### [Given request]
Substitute "steeple" for "spire" in the material from the line with "Question. The picture above shows the building" up to and including the last line, and give back only those lines with everything else unchanged.

** Start of Raw records **

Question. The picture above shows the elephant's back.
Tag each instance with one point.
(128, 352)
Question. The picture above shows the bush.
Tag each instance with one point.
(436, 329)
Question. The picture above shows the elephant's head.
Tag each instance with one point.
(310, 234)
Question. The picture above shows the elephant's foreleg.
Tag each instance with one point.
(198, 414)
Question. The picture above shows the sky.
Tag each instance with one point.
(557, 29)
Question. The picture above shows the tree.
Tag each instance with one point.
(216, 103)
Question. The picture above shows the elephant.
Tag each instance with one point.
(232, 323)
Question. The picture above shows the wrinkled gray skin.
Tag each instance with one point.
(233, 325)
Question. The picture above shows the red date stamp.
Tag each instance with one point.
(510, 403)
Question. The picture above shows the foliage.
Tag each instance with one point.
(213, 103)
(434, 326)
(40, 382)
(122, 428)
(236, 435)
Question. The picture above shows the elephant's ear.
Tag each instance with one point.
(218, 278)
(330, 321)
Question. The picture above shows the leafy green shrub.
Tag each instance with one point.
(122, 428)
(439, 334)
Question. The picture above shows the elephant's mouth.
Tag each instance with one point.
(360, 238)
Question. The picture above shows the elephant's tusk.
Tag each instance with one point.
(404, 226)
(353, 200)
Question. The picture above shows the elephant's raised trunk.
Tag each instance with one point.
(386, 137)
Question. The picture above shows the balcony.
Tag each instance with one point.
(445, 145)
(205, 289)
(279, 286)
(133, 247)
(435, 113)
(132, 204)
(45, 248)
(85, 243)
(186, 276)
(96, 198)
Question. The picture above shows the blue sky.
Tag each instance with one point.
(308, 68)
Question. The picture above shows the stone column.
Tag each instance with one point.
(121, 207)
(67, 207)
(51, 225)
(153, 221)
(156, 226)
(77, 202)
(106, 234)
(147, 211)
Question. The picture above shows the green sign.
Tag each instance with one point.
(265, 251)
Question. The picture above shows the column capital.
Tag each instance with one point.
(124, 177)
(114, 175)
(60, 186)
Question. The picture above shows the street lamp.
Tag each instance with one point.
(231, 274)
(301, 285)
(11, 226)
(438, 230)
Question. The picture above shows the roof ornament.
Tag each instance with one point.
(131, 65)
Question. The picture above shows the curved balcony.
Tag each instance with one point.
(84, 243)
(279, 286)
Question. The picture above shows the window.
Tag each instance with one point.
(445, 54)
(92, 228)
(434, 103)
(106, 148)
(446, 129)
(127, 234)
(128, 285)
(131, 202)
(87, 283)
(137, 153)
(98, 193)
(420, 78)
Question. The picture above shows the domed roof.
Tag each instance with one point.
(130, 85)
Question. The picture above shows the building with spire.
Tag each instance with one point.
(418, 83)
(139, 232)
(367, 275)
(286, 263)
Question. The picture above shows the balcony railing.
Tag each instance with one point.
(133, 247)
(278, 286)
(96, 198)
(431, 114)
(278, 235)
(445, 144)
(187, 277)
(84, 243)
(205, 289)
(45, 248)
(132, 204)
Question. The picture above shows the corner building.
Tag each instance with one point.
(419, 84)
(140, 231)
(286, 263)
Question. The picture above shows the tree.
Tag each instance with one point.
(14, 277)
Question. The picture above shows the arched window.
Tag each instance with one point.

** End of Raw records **

### [Exercise answer]
Question. The picture above shows the building with steeple.
Tag each instance with one point.
(418, 83)
(139, 232)
(367, 275)
(286, 263)
Question. The picture above shows the balcony railing.
Tag each instance with one point.
(133, 247)
(278, 286)
(96, 198)
(431, 114)
(278, 235)
(445, 144)
(187, 277)
(84, 243)
(205, 289)
(45, 248)
(132, 204)
Question. The picture above shows the corner building.
Tag each instance with one point.
(419, 84)
(140, 231)
(286, 263)
Question. The picture above shows the tree.
Tag each instance with one point.
(14, 277)
Question. The picture above shows the arched window.
Tag each instance with one point.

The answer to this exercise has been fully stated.